DOCUMENT TEXT:
2018
New Ear Festival 2020
Monday, January 6 – Sunday, January 12

ONGOING INSTALLATION
Curated by Aki Onda
Presented with Wave Farm
Made possible by the UP Center for Ethnomusicology
2–5pm daily and before performances
José Maceda’s Ugnayan was an expansive audience participatory work for radio to be broadcast at 6 PM on New Year’s Day, 1974. Arguably the most ambitious, provocative, and controversial work in his repertoire, the fifty-one-minute-long piece consisted of twenty separate tracks, each to be played on a different public radio frequency simultaneously, producing a musical atmosphere at the scale of the city. All thirty-seven radio stations in the metropolitan Manila area turned over their channel for Maceda’s sound diffusion, with some tracks playing from multiple stations. Millions of listeners tuned in. Manila’s parks, plazas, and street corners were converted into what the composer called “Ugnayan Centers”—142 locations in all. In one of the biggest, 15,000 people congregated, their personal radios creating a stunningly knotted mass of sounds.
During the festival, Aki Onda will restage this piece at the front of the gallery space. In addition to the 20 transmitters and 20 radios installed at the gallery, visitors are encouraged to bring their own FM transistor radios and contribute to the installation by tuning into one of the transmitting frequencies.

INSTRUCTION 1: How many locations around Manila became "Ugnayan Centers," according to the festival listing?

ENTRIES SHOWN:
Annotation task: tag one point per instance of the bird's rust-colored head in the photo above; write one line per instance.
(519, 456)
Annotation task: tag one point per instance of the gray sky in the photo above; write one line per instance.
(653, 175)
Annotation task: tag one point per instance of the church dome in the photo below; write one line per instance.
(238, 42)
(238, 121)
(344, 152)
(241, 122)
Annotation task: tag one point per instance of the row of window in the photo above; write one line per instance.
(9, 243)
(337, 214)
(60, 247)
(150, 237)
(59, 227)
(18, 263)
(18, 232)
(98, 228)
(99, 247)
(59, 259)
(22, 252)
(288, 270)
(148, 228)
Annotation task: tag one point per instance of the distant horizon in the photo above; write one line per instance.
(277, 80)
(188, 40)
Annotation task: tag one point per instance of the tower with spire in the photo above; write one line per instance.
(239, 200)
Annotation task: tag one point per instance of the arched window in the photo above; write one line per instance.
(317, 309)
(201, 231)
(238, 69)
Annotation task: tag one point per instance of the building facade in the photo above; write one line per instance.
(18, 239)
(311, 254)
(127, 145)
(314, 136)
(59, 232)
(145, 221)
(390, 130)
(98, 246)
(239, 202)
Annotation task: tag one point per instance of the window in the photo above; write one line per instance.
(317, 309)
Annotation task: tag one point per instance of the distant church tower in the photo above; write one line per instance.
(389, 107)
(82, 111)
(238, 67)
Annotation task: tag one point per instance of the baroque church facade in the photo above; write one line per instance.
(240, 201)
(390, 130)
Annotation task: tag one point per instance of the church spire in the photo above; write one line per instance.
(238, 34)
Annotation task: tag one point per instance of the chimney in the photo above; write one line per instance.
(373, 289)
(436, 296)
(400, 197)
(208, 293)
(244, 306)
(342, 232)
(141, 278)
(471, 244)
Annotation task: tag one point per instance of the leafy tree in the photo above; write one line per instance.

INSTRUCTION 2: In the records, start at the line containing "Annotation task: tag one point per instance of the baroque" and copy every line from there through the end of the records exactly.

COMPLETE ANSWER 1: 142 locations.

COMPLETE ANSWER 2:
Annotation task: tag one point per instance of the baroque church facade in the photo above; write one line per instance.
(240, 201)
(390, 130)
Annotation task: tag one point per instance of the church spire in the photo above; write one line per instance.
(238, 34)
Annotation task: tag one point per instance of the chimney in the photo above; write one line per instance.
(373, 289)
(436, 296)
(400, 197)
(208, 293)
(244, 306)
(342, 232)
(141, 278)
(471, 244)
Annotation task: tag one point per instance of the leafy tree in the photo above; write one line per instance.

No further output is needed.